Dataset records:
* BEGIN *

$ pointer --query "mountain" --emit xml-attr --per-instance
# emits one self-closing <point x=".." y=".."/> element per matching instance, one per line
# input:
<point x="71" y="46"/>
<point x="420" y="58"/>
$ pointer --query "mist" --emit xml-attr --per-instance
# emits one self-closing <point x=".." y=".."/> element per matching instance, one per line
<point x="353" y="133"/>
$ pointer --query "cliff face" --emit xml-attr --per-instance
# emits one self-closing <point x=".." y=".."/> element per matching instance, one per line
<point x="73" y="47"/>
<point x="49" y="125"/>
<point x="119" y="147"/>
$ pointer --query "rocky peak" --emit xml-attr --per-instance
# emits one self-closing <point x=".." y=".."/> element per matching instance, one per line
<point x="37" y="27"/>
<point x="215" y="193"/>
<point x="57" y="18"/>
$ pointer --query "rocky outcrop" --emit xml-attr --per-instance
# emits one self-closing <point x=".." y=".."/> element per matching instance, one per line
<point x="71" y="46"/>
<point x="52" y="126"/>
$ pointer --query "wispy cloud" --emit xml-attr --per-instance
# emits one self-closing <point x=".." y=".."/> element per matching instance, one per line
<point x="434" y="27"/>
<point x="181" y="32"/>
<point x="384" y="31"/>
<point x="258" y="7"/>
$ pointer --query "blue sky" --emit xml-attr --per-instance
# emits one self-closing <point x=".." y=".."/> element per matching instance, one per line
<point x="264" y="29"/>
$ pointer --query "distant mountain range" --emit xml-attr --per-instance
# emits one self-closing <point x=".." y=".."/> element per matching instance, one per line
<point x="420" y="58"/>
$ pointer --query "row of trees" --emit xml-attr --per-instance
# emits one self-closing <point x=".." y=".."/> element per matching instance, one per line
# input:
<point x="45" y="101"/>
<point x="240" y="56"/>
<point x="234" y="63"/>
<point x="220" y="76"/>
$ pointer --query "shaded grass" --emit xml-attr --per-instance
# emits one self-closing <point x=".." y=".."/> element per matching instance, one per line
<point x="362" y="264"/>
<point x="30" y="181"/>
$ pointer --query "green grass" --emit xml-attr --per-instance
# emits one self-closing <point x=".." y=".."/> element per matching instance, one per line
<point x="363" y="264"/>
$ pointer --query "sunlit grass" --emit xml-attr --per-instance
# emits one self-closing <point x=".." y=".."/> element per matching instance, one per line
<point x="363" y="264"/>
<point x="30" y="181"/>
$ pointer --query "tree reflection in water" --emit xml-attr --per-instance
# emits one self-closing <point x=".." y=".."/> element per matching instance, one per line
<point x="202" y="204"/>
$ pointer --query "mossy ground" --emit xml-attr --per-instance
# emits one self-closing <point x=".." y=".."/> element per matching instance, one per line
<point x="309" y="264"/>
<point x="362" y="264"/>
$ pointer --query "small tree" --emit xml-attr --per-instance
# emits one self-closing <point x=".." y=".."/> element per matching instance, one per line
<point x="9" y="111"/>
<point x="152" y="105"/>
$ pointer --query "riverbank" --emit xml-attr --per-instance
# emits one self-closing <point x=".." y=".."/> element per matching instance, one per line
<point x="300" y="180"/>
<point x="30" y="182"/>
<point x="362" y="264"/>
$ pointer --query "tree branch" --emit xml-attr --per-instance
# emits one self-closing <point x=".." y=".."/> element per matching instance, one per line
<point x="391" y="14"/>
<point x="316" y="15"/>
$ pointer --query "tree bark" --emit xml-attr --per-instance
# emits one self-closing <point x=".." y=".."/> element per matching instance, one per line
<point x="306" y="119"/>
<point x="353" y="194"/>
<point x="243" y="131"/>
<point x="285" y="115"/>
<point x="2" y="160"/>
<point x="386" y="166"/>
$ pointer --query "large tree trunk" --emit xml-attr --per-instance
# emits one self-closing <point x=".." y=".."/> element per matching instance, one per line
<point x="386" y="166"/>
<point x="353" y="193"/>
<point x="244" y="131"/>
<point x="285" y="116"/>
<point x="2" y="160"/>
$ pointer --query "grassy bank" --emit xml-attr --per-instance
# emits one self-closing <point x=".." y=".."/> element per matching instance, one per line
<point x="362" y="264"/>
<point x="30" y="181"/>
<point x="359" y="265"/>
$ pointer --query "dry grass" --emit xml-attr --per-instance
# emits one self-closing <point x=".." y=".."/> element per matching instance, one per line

* END *

WRITTEN TASK: From the listing above, collect every line that contains the string "mountain".

RESULT FOR THIS TASK:
$ pointer --query "mountain" --emit xml-attr --per-instance
$ pointer --query "distant mountain range" --emit xml-attr --per-instance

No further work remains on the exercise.